▸ TASK INSTRUCTIONS
[a] In the passage about relatives in Poltava and Galicia, what does the family call the Poltavan grandmother?
[b] Please carry on the passage about relatives in Poltava and Galicia from its last sentence.

▸ PROVIDED PASSAGE
-*-

once in poltava, we were chatting about my relatives in western ukraine, about their oun history. when i told my poltava clan that my father's uncle fought at the battle of brody in the ss galician, one among them rose from the table, and disgusted and a bit woozy--naturally, we had managed to drink quite a bit of horylka--exclaimed, "well, then your uncle there killed one of our uncles!" and she said it in such beautiful, sing-songy poltavan dialect, i remember! so, my mother also has an uncle who fought at the battle of brody, but on the soviet side--of course, a conscript--and who, unlike my father's uncle, was killed there.

back in pidhajtsi, my galician relatives asked me how the moskali were doing in poltava. and they laughed when i played for them video of my visit and they heard the poltava dialect and accent of my poltavan relatives--not that they thought it sounded dumb, but they were just amazed how it matched their stereotype. and upon hearing me speak for the first time, one of my poltava relatives had earlier said, "well, some kind of stepan certainly has arrived--stepan bandera!" and the banderivtsi in pidhajtsi smiled a knowing kind of smile when i told them that the sister of my maternal, poltavan baba had complained that things had been much better before perestrojka, etc. and what was the the major complaint that my great aunt repeated a number of times? "before perestrojka, there weren't commercials on tv, not like it is today." the poor woman is stranded on the 4th floor of an apartment block with no elevator, has really bad hypertension, a bad heart and is heavy-set. tv is her escape/salvation. and she said all this though she lived through the holodomyr, the purges, the war and the post-war repressions and the repressions after the khrushchev thaw, etc. she is much younger than my baba, so probably doesn't have the absolutely, horrifyingly vivid memories that her sister has of the holodomyr, and she escaped, obviously, her older sister's wwii fate. however, she was a supporter of moroz and is very much opposed symonenko and yanukovych. i wonder what she thinks now of moroz.

there is an exponentially expanding list of such typical differences.

the only one who traverses them all is my poltvan baba, who we call baba omaha in my family, for that is where she eventually settled in the us and has now spent the majority of her years living. she learned to speak proper galician dialect in the dp camps after the war. the prejudice and exclusion she experienced in those camps for her poltavan dialect is something all ukrainians should think about--but especially rabidly galician ukrainians. as she gets older, she is using more and more of her native dialect, which is a treat to hear. words like "spasybi" instead of "djakuju" come out of her mouth more and more often these days.
-*-
▸ RECORDS PROVIDED
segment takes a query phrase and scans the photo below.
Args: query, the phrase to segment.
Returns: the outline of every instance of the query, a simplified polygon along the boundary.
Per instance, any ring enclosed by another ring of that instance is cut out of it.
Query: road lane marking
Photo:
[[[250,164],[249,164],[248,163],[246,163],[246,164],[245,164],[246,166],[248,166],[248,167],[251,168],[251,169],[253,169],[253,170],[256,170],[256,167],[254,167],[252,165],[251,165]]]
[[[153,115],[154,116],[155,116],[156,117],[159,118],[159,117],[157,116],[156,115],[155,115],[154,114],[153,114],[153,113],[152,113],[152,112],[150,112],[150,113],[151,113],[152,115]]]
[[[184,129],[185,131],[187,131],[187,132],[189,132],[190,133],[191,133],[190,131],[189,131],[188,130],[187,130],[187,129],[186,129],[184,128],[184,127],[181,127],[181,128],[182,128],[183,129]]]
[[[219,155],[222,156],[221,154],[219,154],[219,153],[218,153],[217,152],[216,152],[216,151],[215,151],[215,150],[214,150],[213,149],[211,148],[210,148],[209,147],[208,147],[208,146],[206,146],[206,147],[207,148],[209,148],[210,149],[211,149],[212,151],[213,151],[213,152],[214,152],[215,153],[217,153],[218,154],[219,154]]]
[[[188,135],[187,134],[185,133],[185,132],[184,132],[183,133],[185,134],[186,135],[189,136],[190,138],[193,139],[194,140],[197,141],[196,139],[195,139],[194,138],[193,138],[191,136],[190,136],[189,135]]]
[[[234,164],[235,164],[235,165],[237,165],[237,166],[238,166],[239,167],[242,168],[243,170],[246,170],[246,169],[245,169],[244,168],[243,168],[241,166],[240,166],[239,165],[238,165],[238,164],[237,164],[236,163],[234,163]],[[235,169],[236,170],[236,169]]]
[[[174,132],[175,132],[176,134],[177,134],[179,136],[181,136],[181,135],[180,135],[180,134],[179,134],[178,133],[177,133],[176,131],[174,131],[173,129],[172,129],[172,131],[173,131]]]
-*-
▸ SOLVED TASKS
[a] Baba Omaha.

[b]
a word of advice--a good way to build a sense of community in the blogosphere is by putting up links on your site and then writing to tell the authors of those sites that you've done so. that encourages them to come read your site and some of their readers to do the same. you can also put a site-counter on your site for free and find out how many really are reading. that is, if you haven't already. i will change the name to your site in my links section to ukrainiana. . .any reference to syriana? too bad ukraine didn't have its own oil, but then again--if it did, this gang of oligarchs, be they yu's or ya's, would probably be fucking things up even worse.

us'oho najkrashchoho,

stefan

ps--hundreds of pidhajtsians are also toiling abroad, and i saw some of the positive effect that this having recently. i spent some days there this past august. there was a lot of activity in the center of the 5,000 person town (used to be at least 7,000, or more)--a new building going up, a ton of remont, and even homes all over the place were getting their remont. turns out that, coincidentally, quite a few have recently returned from their labors abroad and are opening businesses or renovating center-town store fronts and homes, etc.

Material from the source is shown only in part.